[WHAT YOU HAVE TO DO] Lay out the stretch of entries from the line containing "of rear bumper" through the line containing "[[14, 276, 239, 362]]" as a two-column CSV with the headers instruction and answer. Give one row per instruction and its answer, each in a single quoted field with any line breaks replaced by spaces.

******************************

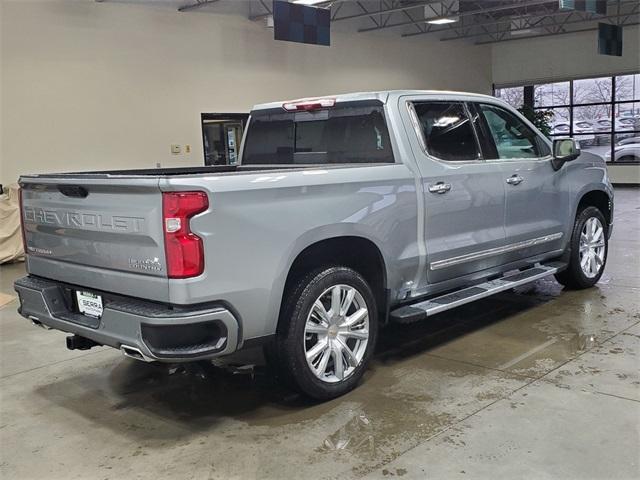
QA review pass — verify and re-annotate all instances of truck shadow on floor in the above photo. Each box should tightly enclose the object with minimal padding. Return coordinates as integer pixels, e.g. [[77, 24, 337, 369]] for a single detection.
[[32, 283, 561, 443]]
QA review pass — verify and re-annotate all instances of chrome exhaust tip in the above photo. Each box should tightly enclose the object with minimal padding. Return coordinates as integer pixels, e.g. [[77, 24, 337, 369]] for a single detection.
[[29, 315, 52, 330], [120, 345, 155, 362]]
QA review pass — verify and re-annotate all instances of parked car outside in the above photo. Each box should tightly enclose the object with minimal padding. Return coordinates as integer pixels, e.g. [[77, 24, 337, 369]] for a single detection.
[[551, 120, 595, 146]]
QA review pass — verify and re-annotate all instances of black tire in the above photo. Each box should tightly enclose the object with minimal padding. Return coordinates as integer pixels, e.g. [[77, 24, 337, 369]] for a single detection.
[[555, 207, 609, 289], [265, 266, 378, 401]]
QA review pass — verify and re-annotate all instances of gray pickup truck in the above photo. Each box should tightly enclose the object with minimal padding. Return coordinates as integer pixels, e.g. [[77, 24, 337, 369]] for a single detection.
[[15, 91, 613, 399]]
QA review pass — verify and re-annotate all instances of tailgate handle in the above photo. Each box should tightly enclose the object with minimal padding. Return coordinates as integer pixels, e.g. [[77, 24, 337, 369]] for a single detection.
[[58, 185, 89, 198]]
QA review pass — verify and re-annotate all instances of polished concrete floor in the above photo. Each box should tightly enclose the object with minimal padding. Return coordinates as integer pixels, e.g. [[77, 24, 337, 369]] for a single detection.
[[0, 189, 640, 479]]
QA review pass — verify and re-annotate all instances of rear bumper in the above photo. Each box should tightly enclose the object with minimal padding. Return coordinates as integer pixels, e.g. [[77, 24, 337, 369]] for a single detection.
[[14, 276, 239, 362]]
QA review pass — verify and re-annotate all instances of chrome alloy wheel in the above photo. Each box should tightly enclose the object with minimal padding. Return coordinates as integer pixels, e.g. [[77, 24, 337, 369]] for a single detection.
[[304, 285, 369, 383], [580, 217, 605, 278]]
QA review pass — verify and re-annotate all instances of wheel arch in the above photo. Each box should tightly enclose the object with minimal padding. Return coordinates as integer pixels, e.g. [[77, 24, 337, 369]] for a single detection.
[[573, 188, 613, 228], [276, 233, 388, 334]]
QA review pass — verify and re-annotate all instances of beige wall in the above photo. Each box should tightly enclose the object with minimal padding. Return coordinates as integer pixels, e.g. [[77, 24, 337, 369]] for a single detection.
[[0, 0, 491, 183], [491, 26, 640, 85], [491, 26, 640, 184]]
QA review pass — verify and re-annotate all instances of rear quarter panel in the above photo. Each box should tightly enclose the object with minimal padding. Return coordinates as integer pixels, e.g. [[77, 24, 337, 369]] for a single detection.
[[160, 164, 418, 339]]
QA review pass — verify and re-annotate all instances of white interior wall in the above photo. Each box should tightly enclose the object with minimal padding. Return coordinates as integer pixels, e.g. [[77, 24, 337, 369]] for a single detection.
[[491, 26, 640, 184], [0, 0, 491, 183]]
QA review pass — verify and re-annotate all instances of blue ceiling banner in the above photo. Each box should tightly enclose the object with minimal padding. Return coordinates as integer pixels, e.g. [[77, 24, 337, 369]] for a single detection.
[[273, 0, 331, 46]]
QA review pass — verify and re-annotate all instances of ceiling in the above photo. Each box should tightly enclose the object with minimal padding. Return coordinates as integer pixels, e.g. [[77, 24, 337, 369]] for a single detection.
[[96, 0, 640, 44]]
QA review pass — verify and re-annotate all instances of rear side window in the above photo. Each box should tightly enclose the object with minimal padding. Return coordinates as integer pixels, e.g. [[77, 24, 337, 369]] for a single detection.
[[413, 102, 480, 161], [242, 102, 394, 165]]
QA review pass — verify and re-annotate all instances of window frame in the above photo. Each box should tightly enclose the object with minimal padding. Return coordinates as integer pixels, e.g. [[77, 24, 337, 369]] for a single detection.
[[405, 97, 485, 165]]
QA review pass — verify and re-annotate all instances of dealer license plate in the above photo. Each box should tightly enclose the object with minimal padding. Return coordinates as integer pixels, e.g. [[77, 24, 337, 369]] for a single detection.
[[76, 291, 102, 318]]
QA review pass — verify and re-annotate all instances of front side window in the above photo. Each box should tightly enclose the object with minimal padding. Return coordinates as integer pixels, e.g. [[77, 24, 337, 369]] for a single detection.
[[479, 104, 552, 159], [242, 102, 394, 165], [413, 102, 480, 161]]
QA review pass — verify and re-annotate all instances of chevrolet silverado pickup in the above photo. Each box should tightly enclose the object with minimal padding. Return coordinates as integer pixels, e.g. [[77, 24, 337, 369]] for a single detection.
[[15, 91, 613, 399]]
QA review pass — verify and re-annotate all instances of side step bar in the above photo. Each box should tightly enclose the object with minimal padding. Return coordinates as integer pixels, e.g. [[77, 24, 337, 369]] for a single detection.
[[390, 262, 566, 323]]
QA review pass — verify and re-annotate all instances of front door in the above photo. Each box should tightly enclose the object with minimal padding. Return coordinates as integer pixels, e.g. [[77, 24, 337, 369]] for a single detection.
[[475, 103, 570, 261], [401, 97, 505, 284]]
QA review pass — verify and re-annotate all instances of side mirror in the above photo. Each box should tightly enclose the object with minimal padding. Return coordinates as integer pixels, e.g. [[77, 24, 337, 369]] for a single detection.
[[553, 138, 580, 170]]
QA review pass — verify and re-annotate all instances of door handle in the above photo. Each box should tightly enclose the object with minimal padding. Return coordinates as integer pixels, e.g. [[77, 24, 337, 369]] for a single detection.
[[507, 173, 524, 185], [429, 182, 451, 195]]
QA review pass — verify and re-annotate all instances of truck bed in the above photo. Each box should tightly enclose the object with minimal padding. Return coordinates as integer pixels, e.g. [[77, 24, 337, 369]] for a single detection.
[[21, 164, 322, 179]]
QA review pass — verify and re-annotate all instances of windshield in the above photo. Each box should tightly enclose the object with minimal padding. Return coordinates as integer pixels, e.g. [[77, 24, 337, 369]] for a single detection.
[[242, 101, 394, 165]]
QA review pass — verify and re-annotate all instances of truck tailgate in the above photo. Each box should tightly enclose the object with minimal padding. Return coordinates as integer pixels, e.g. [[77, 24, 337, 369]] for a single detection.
[[21, 176, 168, 301]]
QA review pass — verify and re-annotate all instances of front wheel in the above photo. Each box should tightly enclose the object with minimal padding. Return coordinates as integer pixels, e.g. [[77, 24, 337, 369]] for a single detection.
[[268, 267, 378, 400], [556, 207, 609, 289]]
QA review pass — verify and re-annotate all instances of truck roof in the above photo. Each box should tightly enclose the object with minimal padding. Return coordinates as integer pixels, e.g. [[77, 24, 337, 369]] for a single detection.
[[253, 90, 495, 110]]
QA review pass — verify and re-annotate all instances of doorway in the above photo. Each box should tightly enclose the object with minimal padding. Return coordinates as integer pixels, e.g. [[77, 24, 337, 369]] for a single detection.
[[201, 113, 249, 165]]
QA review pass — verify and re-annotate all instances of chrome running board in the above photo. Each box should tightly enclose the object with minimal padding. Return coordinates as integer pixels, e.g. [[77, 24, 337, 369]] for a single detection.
[[389, 262, 566, 323]]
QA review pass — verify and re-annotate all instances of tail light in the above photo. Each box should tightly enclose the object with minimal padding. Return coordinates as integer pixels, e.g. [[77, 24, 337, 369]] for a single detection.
[[18, 187, 27, 255], [162, 192, 209, 278]]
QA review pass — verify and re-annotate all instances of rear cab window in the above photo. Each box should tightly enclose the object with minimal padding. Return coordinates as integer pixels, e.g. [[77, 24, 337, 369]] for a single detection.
[[242, 100, 395, 165]]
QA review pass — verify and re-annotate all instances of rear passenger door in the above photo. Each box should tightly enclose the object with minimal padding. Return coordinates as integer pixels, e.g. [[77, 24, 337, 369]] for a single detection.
[[471, 102, 569, 262], [399, 97, 505, 284]]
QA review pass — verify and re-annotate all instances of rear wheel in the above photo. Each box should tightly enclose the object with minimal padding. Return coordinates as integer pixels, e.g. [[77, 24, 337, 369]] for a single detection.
[[556, 207, 609, 288], [267, 267, 378, 400]]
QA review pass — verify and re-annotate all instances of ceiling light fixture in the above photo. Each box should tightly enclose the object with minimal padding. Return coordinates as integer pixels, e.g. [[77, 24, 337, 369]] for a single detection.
[[427, 17, 458, 25], [293, 0, 326, 5]]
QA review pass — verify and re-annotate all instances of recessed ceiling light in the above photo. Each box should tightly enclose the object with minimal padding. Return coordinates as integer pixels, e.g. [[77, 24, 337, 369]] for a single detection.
[[427, 17, 458, 25]]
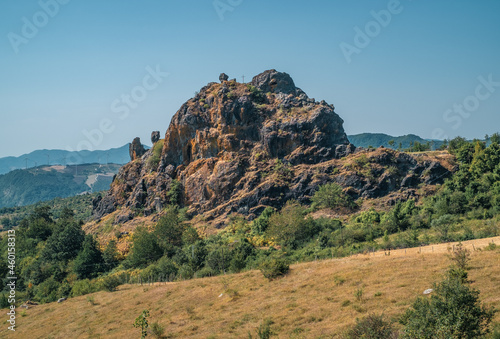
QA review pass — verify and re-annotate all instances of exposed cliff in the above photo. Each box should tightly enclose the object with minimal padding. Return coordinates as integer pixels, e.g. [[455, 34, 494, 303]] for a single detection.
[[93, 70, 456, 225]]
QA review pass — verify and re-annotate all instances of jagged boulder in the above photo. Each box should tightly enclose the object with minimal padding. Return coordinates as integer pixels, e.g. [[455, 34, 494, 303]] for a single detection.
[[219, 73, 229, 82], [94, 70, 456, 225], [151, 131, 160, 145], [129, 137, 146, 161]]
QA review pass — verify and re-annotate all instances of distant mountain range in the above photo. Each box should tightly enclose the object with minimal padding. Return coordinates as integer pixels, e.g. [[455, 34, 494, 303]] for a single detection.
[[0, 144, 130, 174], [347, 133, 443, 149], [0, 164, 122, 208]]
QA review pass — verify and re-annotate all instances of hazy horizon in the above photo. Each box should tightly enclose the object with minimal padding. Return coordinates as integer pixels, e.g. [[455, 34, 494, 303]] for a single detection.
[[0, 0, 500, 157]]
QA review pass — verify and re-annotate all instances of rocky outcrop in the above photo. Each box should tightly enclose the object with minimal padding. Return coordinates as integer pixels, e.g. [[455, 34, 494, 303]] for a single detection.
[[129, 137, 146, 161], [94, 70, 456, 225], [219, 73, 229, 82], [151, 131, 160, 145]]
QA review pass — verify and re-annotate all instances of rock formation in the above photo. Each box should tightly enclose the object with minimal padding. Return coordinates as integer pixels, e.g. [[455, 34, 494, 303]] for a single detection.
[[219, 73, 229, 83], [129, 137, 146, 161], [151, 131, 160, 145], [93, 70, 456, 226]]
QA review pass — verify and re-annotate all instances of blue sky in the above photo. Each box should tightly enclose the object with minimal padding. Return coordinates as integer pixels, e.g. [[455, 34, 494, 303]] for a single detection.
[[0, 0, 500, 157]]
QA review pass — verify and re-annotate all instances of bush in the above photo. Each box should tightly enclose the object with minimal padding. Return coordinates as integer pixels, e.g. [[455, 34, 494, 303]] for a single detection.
[[344, 314, 397, 339], [254, 318, 274, 339], [151, 321, 165, 338], [266, 200, 317, 248], [71, 279, 96, 297], [260, 257, 290, 280], [401, 269, 495, 339], [99, 275, 120, 292], [311, 183, 354, 209]]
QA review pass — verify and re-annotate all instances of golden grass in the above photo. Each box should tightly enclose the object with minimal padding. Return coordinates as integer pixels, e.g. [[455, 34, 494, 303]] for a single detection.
[[4, 237, 500, 339]]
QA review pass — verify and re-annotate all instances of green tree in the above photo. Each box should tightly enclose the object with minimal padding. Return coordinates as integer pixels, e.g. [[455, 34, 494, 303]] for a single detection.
[[266, 201, 317, 248], [344, 314, 397, 339], [167, 179, 182, 205], [41, 220, 85, 261], [73, 234, 104, 279], [153, 206, 185, 255], [127, 227, 163, 267], [311, 182, 353, 208], [401, 269, 495, 339], [102, 240, 119, 271], [490, 132, 500, 144]]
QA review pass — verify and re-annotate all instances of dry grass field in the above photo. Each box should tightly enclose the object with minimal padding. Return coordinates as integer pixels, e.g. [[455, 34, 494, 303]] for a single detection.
[[4, 237, 500, 339]]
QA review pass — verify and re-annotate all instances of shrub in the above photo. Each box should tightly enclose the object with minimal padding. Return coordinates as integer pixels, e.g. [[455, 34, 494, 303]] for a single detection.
[[260, 257, 290, 280], [99, 275, 120, 292], [311, 183, 354, 208], [71, 279, 96, 297], [401, 270, 495, 339], [167, 179, 182, 205], [134, 310, 149, 339], [344, 314, 397, 339], [266, 200, 317, 248], [450, 243, 470, 270], [257, 318, 274, 339], [151, 321, 165, 338]]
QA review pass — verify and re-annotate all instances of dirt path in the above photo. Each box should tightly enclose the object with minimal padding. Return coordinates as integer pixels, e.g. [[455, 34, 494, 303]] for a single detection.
[[356, 236, 500, 257]]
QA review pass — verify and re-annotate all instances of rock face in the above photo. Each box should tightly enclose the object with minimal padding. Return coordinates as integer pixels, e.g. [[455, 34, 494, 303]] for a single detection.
[[151, 131, 160, 145], [93, 70, 456, 226], [219, 73, 229, 82], [129, 138, 146, 161]]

******************************

[COMPLETE RESPONSE]
instruction,answer
"QA review pass — verify and re-annotate all instances of rear bumper in the above photo. Each box should tightly enclose the object with minimal padding. Return coordinates as integer pixels, e.g. [[77, 24, 337, 369]] for a single detection.","[[14, 276, 239, 362]]"